→ **Entries provided**:
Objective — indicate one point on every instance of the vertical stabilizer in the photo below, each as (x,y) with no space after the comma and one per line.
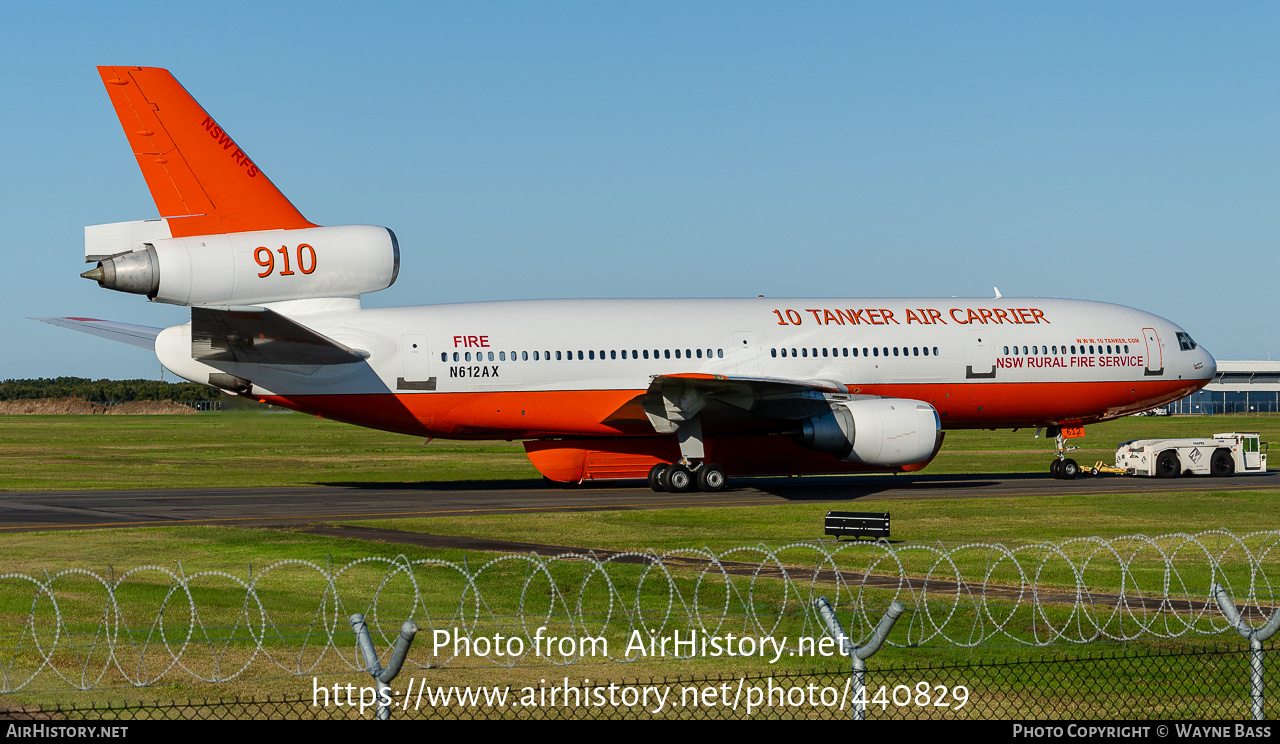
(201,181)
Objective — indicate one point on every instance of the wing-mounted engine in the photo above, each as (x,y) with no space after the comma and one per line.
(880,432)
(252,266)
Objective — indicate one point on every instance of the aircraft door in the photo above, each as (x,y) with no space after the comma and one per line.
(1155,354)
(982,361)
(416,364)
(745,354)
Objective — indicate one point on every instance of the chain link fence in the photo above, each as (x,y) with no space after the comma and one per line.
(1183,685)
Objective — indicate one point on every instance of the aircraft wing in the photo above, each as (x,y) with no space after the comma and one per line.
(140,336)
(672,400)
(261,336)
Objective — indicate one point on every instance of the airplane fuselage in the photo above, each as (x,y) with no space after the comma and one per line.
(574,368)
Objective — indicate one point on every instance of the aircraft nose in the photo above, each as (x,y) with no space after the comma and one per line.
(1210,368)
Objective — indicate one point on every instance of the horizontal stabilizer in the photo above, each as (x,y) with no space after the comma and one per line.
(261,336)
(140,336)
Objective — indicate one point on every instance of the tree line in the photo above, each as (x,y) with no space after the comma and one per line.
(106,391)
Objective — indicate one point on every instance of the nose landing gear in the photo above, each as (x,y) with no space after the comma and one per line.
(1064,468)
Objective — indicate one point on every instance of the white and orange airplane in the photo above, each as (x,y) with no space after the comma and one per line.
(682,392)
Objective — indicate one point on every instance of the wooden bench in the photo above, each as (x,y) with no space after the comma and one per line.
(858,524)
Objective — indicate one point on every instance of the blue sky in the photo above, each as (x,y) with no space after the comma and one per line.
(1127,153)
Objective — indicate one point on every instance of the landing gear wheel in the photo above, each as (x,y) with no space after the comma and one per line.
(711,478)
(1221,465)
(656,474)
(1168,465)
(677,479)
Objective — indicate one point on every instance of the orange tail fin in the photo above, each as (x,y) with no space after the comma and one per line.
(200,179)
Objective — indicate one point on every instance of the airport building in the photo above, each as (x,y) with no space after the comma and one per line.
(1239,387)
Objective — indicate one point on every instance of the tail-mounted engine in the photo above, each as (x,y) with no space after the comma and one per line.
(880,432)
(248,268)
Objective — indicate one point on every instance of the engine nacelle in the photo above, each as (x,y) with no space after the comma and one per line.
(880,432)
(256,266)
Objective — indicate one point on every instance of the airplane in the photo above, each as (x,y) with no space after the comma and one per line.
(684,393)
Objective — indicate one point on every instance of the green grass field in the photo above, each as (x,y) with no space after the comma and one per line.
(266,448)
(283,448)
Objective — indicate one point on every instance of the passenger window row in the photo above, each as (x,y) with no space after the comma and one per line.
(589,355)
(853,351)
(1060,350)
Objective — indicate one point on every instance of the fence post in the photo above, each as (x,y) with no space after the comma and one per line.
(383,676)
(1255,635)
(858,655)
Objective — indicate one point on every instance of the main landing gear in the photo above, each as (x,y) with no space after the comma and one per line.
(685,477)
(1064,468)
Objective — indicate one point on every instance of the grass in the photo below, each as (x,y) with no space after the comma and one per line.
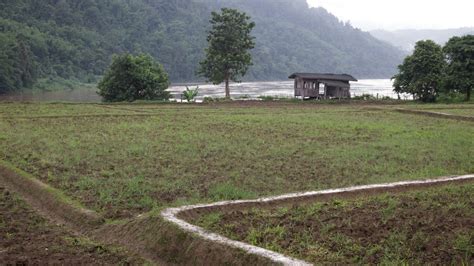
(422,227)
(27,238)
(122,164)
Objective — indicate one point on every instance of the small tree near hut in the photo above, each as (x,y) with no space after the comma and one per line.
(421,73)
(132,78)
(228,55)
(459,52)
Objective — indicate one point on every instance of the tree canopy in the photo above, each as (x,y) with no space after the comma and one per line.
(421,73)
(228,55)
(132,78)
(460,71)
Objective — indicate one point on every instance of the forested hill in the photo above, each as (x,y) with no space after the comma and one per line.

→ **Exercise**: Could you return the listing above exactly, minus its pictures?

→ **Exercise result**:
Objective — indicate one point on every instance of the vertical stabilizer in the photo below, each as (x,y) with no space after the comma and one per line.
(201,181)
Objective — indicate one point on every instance of the wing-mounted engine in the photo above, each as (x,y) with no space after the comma and one per line.
(880,432)
(252,266)
Objective — indicate one point on every instance of the aircraft door in the photo above, each as (x,y) with no space after the comma and one per line.
(1155,354)
(982,361)
(416,364)
(745,354)
Objective — indicate one point on every instance of the chain link fence in the photo above, each as (x,y) with no space after the comma and one per line.
(1183,685)
Objective — indicate one point on every instance of the aircraft wing in the photo above, each as (x,y) with no space after the comma and one per line.
(140,336)
(672,400)
(261,336)
Objective — indicate one point on every instance of the airplane fuselage in the photo above, each as (x,y) with no space after the comma and one per line.
(574,368)
Objective — indicate one point on every instance of the aircraft nose in the photo above, each as (x,y) with no space after the comma and one per line.
(1210,368)
Objective — indicate one point on every instance of the horizontal stabilizer in the photo above, each as (x,y) with no space after the comma and one per line.
(261,336)
(140,336)
Objective — indicate one point on every instance of the tree line in the photo above, each as (x,y) with no space after the comma and one per line.
(106,391)
Objective — indicate one point on every instance of the nose landing gear in the photo above, each as (x,y) with no space after the comma and one per line.
(1064,468)
Objective — indicate one point on every instance of the white and orange airplane in the photo above, each as (x,y) with no space after the comma and one per line.
(682,392)
Objective — indicate one point on every instance of the wooden bench in the photo above, each as (x,y) with no space after the comma and one per line.
(858,524)
Objective — indicate one point on every instance of the blue sky in the photo above, each as (x,y) with no space after the comma and one per line.
(1127,153)
Objective — indicate one point on every instance of the landing gear wheel in the photo above, each as (x,y) with no space after the comma and one per line.
(711,478)
(1221,465)
(656,474)
(1168,465)
(677,479)
Objective — indicate one point on every instance of the orange tail fin in the photo above, each as (x,y) with no space after the comma and one per line.
(200,179)
Objective — indicate one point on every instance of the airport building in the photo above, each as (x,y) with no space after the comma and one per line.
(1239,387)
Objective — indicate one point on every instance of the tail-mounted engine in the photo above, each as (x,y) with no space after the comma and one per line.
(880,432)
(248,268)
Objective — indicate one point on every instance of the engine nacelle in the photo above, each as (x,y) with no space after the comma and one per line.
(880,432)
(256,266)
Objective — indicate one point on every instance of the airplane in the photo above, each as (x,y) with no space after the comma and one per line.
(684,393)
Objective — indicate one point on every instance of the green grass field in the photo above, each as (x,y) with no space after the comma and one per line.
(266,448)
(283,448)
Objective — indicate one point on every instance of the passenger window row in the photo above, each as (x,y) with no space after the comma and one per line.
(589,355)
(853,351)
(1060,350)
Objective — indicate one point on every instance of the fence post in the photo above, each as (x,y) with no space after the comma and one per line.
(383,676)
(1255,635)
(858,655)
Objective — indicate one point on every instance of the main landing gear in the photo above, each as (x,y) with no space after the comma and one per line.
(685,477)
(1064,468)
Objective — indicate one point on every instance of the grass in the photo below, each as (x,y) with no space after the comma and one per line.
(422,227)
(27,238)
(122,164)
Objective — indicate one point on every instance of the small tree near hut in the photo above, each as (x,y) with no space after the comma and one per line.
(421,73)
(132,78)
(228,55)
(459,52)
Objective — indicate one point on every instance of the tree canopy in the photo above, each as (x,y) with no space after the comma and one per line.
(421,73)
(228,55)
(132,78)
(460,71)
Objective — indicate one point on every instance of the forested hill in the photo above, each as (x,y) with no space after the comma and one per line.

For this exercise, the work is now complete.